START EXCERPTED RECORDS

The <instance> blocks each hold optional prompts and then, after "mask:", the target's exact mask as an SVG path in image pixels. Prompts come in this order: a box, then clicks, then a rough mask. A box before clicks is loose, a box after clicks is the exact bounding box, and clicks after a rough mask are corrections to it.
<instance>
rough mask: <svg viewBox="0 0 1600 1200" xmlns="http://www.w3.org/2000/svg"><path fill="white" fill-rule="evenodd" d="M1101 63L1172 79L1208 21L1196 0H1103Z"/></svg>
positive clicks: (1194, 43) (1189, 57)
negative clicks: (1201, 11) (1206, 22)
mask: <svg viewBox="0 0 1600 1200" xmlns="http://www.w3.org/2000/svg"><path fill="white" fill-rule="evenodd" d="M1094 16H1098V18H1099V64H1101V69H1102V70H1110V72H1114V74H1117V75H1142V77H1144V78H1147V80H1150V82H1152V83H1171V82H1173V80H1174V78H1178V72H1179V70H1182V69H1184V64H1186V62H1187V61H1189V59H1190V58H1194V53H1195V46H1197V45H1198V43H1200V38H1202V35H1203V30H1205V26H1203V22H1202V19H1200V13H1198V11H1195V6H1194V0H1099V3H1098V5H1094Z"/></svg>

END EXCERPTED RECORDS

INSTRUCTIONS TO FOLLOW → Each of the records above is to be reproduced word for word.

RESULT FOR THIS EXERCISE →
The <instance> blocks each hold optional prompts and then, after "mask:", the target's exact mask as an SVG path in image pixels. Prompts come in this order: a box, then clicks, then a rough mask. A box before clicks is loose, a box after clicks is the exact bounding box, and clicks after a rough mask are corrections to it.
<instance>
rough mask: <svg viewBox="0 0 1600 1200" xmlns="http://www.w3.org/2000/svg"><path fill="white" fill-rule="evenodd" d="M1101 63L1172 79L1208 21L1196 0H1103Z"/></svg>
positive clicks: (1194, 43) (1189, 57)
negative clicks: (1201, 11) (1206, 22)
mask: <svg viewBox="0 0 1600 1200" xmlns="http://www.w3.org/2000/svg"><path fill="white" fill-rule="evenodd" d="M1094 16H1098V18H1099V64H1101V69H1102V70H1110V72H1114V74H1117V75H1142V77H1144V78H1147V80H1150V82H1152V83H1171V82H1173V80H1174V78H1178V72H1179V70H1182V69H1184V64H1186V62H1187V61H1189V59H1190V58H1194V53H1195V46H1197V45H1198V43H1200V38H1202V35H1203V30H1205V26H1203V22H1202V19H1200V13H1198V11H1195V6H1194V0H1099V3H1098V5H1094Z"/></svg>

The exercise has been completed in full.